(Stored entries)
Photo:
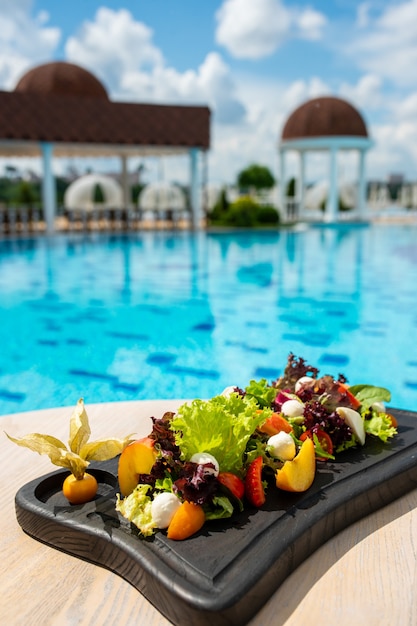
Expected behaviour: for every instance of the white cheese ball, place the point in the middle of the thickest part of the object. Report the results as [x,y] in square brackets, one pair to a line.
[379,406]
[281,446]
[228,391]
[292,408]
[304,380]
[205,457]
[163,508]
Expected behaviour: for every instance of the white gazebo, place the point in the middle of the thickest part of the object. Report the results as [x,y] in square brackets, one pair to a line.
[80,194]
[163,198]
[325,124]
[59,109]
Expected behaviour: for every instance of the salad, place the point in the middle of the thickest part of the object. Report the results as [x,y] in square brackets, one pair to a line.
[215,457]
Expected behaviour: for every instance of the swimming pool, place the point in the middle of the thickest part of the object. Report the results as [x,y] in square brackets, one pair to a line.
[112,317]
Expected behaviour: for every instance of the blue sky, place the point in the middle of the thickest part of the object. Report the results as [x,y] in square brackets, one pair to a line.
[253,62]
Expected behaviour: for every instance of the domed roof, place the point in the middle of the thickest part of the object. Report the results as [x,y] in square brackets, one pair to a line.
[324,117]
[162,196]
[80,193]
[61,79]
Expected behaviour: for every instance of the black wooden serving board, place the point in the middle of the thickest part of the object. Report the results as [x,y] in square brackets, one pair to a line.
[226,572]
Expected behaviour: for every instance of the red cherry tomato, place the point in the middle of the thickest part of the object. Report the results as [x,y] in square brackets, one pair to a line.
[324,440]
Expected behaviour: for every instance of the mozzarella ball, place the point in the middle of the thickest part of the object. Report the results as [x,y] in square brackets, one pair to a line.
[205,457]
[281,446]
[163,508]
[379,406]
[304,380]
[292,408]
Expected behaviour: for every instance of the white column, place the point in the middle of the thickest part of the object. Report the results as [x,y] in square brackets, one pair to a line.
[282,193]
[302,190]
[194,190]
[361,200]
[48,187]
[332,201]
[125,182]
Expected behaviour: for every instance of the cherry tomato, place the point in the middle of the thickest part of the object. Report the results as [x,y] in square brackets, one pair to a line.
[393,420]
[344,390]
[324,440]
[79,491]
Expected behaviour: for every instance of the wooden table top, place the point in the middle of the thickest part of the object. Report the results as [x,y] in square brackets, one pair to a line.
[367,574]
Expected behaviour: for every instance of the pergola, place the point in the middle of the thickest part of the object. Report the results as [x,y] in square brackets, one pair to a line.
[325,124]
[61,110]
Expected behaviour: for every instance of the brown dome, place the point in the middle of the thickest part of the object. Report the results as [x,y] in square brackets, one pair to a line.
[61,79]
[324,117]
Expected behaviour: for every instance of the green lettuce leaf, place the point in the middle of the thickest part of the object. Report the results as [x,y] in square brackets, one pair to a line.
[221,426]
[220,508]
[380,426]
[263,393]
[368,394]
[137,508]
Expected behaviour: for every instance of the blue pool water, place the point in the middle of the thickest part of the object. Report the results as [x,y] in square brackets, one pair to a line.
[174,315]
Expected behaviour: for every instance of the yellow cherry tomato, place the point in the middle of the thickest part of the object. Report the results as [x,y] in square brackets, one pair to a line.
[79,491]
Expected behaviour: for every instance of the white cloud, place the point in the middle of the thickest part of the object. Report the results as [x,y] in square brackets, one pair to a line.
[310,24]
[366,94]
[133,68]
[251,29]
[388,46]
[407,108]
[114,45]
[24,40]
[362,15]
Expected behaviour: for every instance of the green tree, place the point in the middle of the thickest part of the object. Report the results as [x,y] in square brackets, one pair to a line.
[255,176]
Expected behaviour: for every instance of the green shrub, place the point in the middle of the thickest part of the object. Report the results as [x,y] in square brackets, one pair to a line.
[244,213]
[268,215]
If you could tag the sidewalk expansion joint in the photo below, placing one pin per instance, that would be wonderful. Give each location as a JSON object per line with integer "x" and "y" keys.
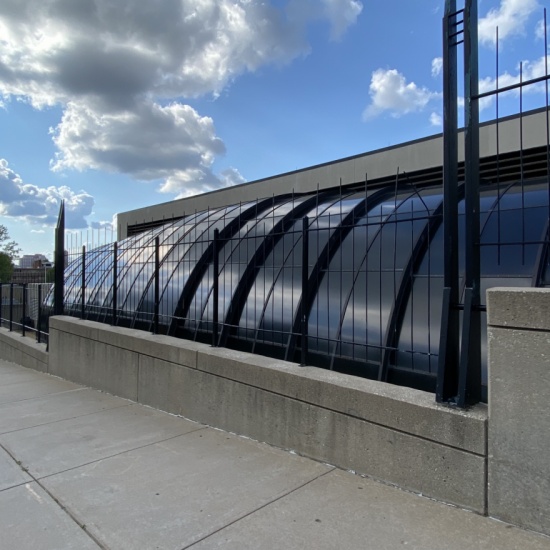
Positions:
{"x": 289, "y": 492}
{"x": 121, "y": 453}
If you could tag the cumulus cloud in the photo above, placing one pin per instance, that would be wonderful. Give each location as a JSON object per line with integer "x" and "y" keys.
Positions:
{"x": 122, "y": 70}
{"x": 149, "y": 142}
{"x": 40, "y": 205}
{"x": 390, "y": 92}
{"x": 436, "y": 120}
{"x": 341, "y": 14}
{"x": 510, "y": 17}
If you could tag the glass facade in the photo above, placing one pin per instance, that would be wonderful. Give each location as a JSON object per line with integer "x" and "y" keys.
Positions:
{"x": 345, "y": 279}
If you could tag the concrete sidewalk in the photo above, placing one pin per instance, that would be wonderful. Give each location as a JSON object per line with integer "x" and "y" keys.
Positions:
{"x": 82, "y": 469}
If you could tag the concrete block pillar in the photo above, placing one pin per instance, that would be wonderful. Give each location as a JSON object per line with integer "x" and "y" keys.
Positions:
{"x": 519, "y": 406}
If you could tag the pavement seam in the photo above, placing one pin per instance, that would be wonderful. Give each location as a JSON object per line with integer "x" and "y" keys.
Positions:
{"x": 118, "y": 454}
{"x": 291, "y": 491}
{"x": 61, "y": 506}
{"x": 39, "y": 396}
{"x": 64, "y": 419}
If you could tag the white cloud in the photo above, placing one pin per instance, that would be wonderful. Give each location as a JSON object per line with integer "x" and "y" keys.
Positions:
{"x": 113, "y": 66}
{"x": 341, "y": 14}
{"x": 390, "y": 91}
{"x": 185, "y": 144}
{"x": 436, "y": 120}
{"x": 40, "y": 205}
{"x": 437, "y": 66}
{"x": 510, "y": 18}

Exercise aim » Please arrange all of the entries above as a two-column CSV headed instruction and points, with one row for each set of points next to the text that asks for it. Put each field in double quotes, replace line breaks with spaces, and leave the pictures out.

Response to this exercise »
instruction,points
"Photo: Expected behaviour: for every instance of the white cheese ball, place the point in the middle of the thickest part of the object. Report the results as [x,y] in square brackets, one pair to a line.","[379,406] [281,446] [228,391] [292,408] [304,380] [205,457] [163,508]"
"Expected behaviour: for every instance of the white gazebo, place the point in the middle of the thickest part of the object. Report the results as [x,y] in square brackets, one pair to a line.","[80,194] [163,198] [325,124] [59,109]"
"Expected behaviour: for every instance of the salad, place the point in the middle of the thickest part of the object. Report the results as [x,y] in square brackets, one pair to a line.","[215,457]"
"Expected behaviour: for every instance of the swimming pool, place the point in the middle of the thickest part of the object. Report the results as [x,y] in square brackets, one pair to a line.","[112,317]"
"Expected behaviour: for every instance of the blue sky, place the point in the middle of the thickest part of the object. Report the results as [x,y] in square brackets, one pair to a line.","[253,62]"
"Expected behaviour: for every instance of the domed roof, place the point in the middle of the thickest part of the object. Report the results as [x,y] in square brackets, one pair to a line.","[324,117] [162,196] [80,193] [61,79]"
"Expected behaviour: for every instance of the black wooden serving board, place the point in the middle of the thickest part of the object. Report the results as [x,y] in square brackets, one pair to a line.","[226,572]"
"Expected behaviour: for every instance of the red cherry tomato, place the point in the middle of the thickest part of the object. Report the results as [x,y] in square brackets, one pair to a line.","[324,440]"
"Expected behaviour: for every instance of the mozzarella ball, place the point in the middle of the thickest part of the object. Report the results as [x,y] in square brackets, one pair to a line.","[205,457] [281,446] [163,508] [379,406] [304,380] [292,408]"
"Expected behaviour: for every instance of the white column, place the point in the middle of the thickest part of the object. Report the results as [x,y] in square brackets, one pair to a line.","[282,193] [302,190] [194,190] [361,200] [48,187] [332,201] [125,182]"
"Expected behaviour: for every instance of the cherry tomato, place the point in the middle of the thickest part of the object. Report the results as [x,y] in square brackets, one pair to a line.","[393,420] [344,390] [324,440] [79,491]"
"Expected behaviour: for every instance of the wooden table top, place the point in the middle of the thickest part of the object. Report the results as [x,y] in square brackets, one pair to a line.","[367,574]"
"Expected behaviour: for every instance of the pergola, place the point in the middle of the thickest part of the object. Report the results as [x,y] in square brackets, one pair to a line.","[325,124] [61,110]"
"Expected behaviour: for every instance of the brown dome, place the point in the middle of the thickest part of the object. Report the results as [x,y] in square brackets, one pair to a line.","[61,79] [324,117]"
"Expected behaviour: for every instance of the green lettuce leaf, place the point in the middle of the thickest part of the object. Report the results as [x,y] in square brackets, one pair to a line.","[221,426] [220,508] [380,426] [263,393] [368,394] [137,508]"
"Expected behaviour: for every instance of the blue pool water, place the point in the middle of the thickest part of the object. Report the results as [x,y] in square brackets, one pair to a line.","[174,315]"
"Expected behaviour: for every instance of the yellow cherry tomato, place the point in the middle of the thickest part of the object. Report the results as [x,y] in square brackets, one pair to a line.","[79,491]"
"Expected behaviour: for every instance of the white cloud, place the point in the middle of the thickest part of the object. Report the results as [x,y] in square brackets, one pair to a line.","[310,24] [366,94] [133,68] [251,29] [388,46] [407,108] [114,45] [24,40] [362,15]"
"Expected behaviour: for every instance of the green tree, place the point in the middle of the thickest part of the object. Report the results as [x,y] in square brackets, one pair to a line.","[255,176]"
"Expected behaviour: for every instance of the green shrub, place the point in the middle of the thickest part of the object. Report the results as [x,y] in square brackets, one pair to a line.","[244,213] [268,215]"
"If you could tag the sidewalk expansion joint in the photo below, placing one pin per instance, that would be wonderful. Give each location as a JSON object per line with integer ""x"" and ""y"" keys. Positions:","{""x"": 289, ""y"": 492} {""x"": 121, ""y"": 453}"
"If you could tag the cumulus cloud in the photo above, placing one pin per instance, that would be wonderful. Give each location as a JSON object per line with integer ""x"" and ""y"" keys. Positions:","{""x"": 122, ""y"": 70} {""x"": 149, ""y"": 142} {""x"": 40, ""y"": 205} {""x"": 390, ""y"": 92} {""x"": 436, ""y"": 120} {""x"": 341, ""y"": 14} {""x"": 510, ""y"": 17}"
"If you could tag the glass facade in the photo above, placing one pin per instance, that would be wonderful. Give each location as a JSON object per line with integer ""x"" and ""y"" keys. Positions:","{""x"": 345, ""y"": 279}"
"If you could tag the concrete sidewalk in the photo above, placing one pin per instance, that would be wonderful. Give each location as a JSON object per line with integer ""x"" and ""y"" keys. Positions:","{""x"": 82, ""y"": 469}"
"If you could tag the concrete block pillar in the photo above, placing one pin per instance, that would be wonderful. Give each location as a JSON object per line with integer ""x"" and ""y"" keys. Positions:","{""x"": 519, ""y"": 406}"
"If you could tag the pavement seam in the photo above, placing one pin per instance, that would be wonderful. Give each location as a JSON object per line with integer ""x"" and ""y"" keys. Positions:","{""x"": 118, ""y"": 454} {""x"": 291, ""y"": 491} {""x"": 61, ""y"": 506} {""x"": 39, ""y"": 396} {""x"": 64, ""y"": 419}"
"If you could tag the white cloud in the photo above, placing one pin per instance, that would be wonderful. Give each location as a JSON object per line with integer ""x"" and ""y"" keys. Positions:","{""x"": 113, ""y"": 66} {""x"": 341, ""y"": 14} {""x"": 390, ""y"": 91} {""x"": 185, ""y"": 144} {""x"": 436, ""y"": 120} {""x"": 40, ""y"": 205} {""x"": 437, ""y"": 66} {""x"": 510, ""y"": 18}"